■ **INFORMATION PROVIDED**
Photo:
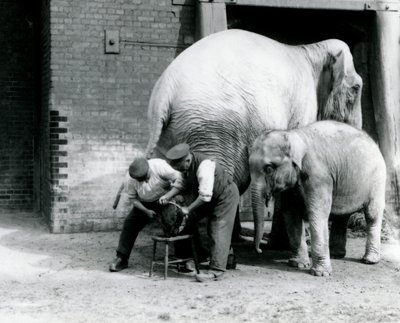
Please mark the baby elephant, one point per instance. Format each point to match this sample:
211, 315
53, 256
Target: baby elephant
334, 170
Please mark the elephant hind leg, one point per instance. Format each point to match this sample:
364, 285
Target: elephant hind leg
338, 236
373, 217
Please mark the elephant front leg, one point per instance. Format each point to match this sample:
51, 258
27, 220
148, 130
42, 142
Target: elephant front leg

■ **OBJECTIVE**
Could you copy every item above word for word, leaving out the pictures?

■ **RESULT OF THE TASK**
Photo:
Please mark the baby elephant, one point per instance. Format each point to match this sample:
211, 315
53, 256
Target: baby elephant
334, 170
Please mark the elephant hind leg, one point per instance. Format each point to match this sample:
364, 285
Target: elephant hind leg
338, 236
373, 217
Please mark the elephant front leg, one point per instance. Format each point to match this sample:
51, 258
27, 220
148, 130
42, 142
Target: elephant front leg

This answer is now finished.